Activity>
Copy out each line of the data that contains "window".

Data extracted from a collection
----------------------------------------

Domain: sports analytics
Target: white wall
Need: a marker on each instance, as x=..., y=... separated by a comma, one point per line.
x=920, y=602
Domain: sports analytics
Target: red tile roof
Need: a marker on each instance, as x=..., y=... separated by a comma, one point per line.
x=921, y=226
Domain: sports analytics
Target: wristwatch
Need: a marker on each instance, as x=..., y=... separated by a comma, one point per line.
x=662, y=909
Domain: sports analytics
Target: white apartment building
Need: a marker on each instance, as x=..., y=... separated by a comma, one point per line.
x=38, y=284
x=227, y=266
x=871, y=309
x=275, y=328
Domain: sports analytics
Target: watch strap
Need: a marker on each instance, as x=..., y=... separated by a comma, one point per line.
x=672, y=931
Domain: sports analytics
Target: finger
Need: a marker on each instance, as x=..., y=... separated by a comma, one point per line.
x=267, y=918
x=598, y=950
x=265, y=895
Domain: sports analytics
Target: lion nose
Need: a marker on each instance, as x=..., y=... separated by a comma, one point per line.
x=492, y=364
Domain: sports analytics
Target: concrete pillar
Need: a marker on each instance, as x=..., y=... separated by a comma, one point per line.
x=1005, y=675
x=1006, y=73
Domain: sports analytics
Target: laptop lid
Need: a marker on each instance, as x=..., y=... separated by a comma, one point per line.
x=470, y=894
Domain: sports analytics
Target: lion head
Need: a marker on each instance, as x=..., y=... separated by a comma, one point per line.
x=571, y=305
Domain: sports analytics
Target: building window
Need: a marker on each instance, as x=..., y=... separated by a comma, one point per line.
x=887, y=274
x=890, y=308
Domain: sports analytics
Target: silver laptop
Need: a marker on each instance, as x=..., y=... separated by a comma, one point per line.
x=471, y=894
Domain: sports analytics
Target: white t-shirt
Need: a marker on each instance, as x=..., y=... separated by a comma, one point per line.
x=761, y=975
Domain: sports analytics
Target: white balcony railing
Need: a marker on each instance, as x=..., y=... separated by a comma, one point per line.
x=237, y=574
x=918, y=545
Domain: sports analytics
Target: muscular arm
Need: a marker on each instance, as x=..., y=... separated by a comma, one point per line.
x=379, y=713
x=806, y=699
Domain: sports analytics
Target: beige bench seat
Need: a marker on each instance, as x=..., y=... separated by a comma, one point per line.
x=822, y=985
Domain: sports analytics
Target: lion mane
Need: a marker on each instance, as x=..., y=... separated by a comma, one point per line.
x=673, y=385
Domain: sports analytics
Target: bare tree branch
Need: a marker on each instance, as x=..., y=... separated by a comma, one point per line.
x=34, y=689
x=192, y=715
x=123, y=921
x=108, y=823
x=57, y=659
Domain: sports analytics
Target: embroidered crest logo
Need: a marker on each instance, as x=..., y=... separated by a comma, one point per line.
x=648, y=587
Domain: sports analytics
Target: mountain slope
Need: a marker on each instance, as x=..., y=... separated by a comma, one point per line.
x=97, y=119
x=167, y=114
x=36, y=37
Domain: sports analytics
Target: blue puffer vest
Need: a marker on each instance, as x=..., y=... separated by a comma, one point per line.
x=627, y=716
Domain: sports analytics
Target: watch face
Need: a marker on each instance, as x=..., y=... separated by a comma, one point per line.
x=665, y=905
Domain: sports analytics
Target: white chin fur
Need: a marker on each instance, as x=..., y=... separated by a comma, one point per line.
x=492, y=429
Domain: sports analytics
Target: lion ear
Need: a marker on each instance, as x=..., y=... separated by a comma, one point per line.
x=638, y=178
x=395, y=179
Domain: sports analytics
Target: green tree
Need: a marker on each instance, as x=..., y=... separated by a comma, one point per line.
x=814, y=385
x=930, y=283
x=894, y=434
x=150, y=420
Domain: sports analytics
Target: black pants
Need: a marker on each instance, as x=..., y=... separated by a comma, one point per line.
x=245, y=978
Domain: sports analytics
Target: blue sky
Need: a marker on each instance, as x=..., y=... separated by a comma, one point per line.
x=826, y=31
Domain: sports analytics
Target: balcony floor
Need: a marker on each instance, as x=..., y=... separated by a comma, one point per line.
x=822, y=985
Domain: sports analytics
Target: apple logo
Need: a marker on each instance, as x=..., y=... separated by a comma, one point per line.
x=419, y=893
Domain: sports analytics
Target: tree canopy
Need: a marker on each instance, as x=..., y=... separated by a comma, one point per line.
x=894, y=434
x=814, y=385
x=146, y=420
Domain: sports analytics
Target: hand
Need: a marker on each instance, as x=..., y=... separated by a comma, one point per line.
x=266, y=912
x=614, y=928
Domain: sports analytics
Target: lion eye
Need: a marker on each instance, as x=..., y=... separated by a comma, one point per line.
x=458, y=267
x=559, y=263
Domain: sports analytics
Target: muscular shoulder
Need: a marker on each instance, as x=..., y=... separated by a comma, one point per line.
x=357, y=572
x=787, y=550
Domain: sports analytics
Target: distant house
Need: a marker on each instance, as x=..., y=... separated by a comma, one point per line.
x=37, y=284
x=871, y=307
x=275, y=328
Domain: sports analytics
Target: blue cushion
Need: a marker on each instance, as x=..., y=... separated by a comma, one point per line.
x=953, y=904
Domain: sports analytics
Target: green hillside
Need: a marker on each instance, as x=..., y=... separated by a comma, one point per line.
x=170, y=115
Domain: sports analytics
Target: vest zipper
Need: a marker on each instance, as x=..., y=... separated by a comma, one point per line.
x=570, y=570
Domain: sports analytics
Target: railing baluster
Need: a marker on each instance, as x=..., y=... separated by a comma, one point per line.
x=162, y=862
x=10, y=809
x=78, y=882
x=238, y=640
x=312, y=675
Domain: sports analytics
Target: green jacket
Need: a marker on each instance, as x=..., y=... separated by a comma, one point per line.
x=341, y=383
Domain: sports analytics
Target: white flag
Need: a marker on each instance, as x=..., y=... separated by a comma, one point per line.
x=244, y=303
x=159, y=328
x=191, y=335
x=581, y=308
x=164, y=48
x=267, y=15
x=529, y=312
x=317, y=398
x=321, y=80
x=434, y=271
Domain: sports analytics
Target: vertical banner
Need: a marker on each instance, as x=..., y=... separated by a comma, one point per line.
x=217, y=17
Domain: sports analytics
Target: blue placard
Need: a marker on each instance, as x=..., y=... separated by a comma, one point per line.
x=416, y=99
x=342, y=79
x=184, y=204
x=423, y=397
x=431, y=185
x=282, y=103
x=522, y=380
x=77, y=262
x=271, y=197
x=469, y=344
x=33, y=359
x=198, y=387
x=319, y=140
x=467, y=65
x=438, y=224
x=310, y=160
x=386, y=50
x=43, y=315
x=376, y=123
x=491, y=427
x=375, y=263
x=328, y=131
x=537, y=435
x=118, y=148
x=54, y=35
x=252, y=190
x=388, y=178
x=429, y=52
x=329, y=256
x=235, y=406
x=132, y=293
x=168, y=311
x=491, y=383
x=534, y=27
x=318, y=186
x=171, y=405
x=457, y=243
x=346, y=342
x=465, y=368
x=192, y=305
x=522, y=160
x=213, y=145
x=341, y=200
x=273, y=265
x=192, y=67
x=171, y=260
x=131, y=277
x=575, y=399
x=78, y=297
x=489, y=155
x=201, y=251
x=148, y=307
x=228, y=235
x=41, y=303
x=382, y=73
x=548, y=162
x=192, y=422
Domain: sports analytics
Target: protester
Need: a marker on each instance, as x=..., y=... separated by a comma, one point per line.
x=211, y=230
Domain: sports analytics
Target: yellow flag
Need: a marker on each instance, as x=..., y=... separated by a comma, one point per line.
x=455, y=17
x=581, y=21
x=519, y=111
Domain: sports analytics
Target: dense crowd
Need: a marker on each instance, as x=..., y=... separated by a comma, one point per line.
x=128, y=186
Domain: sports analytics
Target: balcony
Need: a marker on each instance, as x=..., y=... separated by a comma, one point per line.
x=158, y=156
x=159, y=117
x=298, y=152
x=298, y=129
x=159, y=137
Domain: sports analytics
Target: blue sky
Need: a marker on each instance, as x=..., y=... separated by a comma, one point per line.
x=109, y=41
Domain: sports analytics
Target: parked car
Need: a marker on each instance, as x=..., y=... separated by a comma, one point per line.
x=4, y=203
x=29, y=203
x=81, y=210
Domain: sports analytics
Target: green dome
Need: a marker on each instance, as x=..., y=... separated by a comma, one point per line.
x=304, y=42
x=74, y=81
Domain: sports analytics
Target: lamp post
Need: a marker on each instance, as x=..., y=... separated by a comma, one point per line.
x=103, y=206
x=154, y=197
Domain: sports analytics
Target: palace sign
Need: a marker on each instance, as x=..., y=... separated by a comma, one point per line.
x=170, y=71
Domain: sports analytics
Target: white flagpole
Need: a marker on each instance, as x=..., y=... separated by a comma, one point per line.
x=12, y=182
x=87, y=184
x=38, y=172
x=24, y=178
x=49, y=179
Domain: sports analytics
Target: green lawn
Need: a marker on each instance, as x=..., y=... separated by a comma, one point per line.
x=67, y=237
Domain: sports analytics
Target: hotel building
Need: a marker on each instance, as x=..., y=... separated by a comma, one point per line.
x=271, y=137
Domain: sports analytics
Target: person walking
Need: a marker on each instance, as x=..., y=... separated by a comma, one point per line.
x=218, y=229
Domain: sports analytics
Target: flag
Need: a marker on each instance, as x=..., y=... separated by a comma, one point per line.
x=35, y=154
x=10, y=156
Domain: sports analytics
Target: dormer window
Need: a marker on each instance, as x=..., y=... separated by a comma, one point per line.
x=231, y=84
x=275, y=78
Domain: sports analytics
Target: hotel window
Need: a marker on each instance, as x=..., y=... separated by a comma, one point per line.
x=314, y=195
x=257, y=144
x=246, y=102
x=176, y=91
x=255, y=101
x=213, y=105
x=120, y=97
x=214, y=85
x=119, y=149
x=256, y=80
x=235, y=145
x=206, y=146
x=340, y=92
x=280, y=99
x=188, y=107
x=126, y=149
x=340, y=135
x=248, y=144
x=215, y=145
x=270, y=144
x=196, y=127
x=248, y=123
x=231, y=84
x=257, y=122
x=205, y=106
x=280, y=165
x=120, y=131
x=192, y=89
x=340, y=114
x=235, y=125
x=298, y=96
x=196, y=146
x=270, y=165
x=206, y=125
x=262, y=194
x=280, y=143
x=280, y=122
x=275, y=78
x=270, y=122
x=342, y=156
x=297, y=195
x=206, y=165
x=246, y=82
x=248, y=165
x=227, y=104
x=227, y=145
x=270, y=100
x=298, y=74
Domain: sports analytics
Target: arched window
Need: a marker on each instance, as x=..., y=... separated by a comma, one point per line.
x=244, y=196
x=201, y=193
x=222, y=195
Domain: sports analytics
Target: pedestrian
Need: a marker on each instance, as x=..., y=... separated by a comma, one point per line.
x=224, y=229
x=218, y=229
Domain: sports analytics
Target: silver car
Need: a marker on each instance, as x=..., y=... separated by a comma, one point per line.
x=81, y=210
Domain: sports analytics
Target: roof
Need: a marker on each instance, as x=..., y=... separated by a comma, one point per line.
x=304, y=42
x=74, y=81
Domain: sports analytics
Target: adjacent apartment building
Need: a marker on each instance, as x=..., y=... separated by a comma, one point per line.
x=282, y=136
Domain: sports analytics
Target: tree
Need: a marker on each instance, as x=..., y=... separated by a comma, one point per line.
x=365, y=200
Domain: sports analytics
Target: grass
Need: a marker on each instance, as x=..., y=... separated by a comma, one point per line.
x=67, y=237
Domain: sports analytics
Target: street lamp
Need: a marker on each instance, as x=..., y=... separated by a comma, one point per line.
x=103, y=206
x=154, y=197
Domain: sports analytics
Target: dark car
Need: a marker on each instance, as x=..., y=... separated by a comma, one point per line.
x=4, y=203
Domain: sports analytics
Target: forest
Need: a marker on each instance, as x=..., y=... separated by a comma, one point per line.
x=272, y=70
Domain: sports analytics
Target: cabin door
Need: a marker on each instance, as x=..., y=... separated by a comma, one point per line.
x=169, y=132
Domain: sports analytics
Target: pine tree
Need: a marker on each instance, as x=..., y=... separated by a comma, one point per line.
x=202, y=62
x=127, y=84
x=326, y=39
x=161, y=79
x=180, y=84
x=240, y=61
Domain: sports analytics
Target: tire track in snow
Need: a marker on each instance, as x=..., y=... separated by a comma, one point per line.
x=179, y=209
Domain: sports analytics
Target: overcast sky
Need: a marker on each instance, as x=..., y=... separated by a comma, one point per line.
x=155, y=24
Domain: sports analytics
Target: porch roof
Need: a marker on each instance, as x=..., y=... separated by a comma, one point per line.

----------------------------------------

Solution to the problem>
Target: building window
Target: dormer window
Target: hotel window
Target: arched window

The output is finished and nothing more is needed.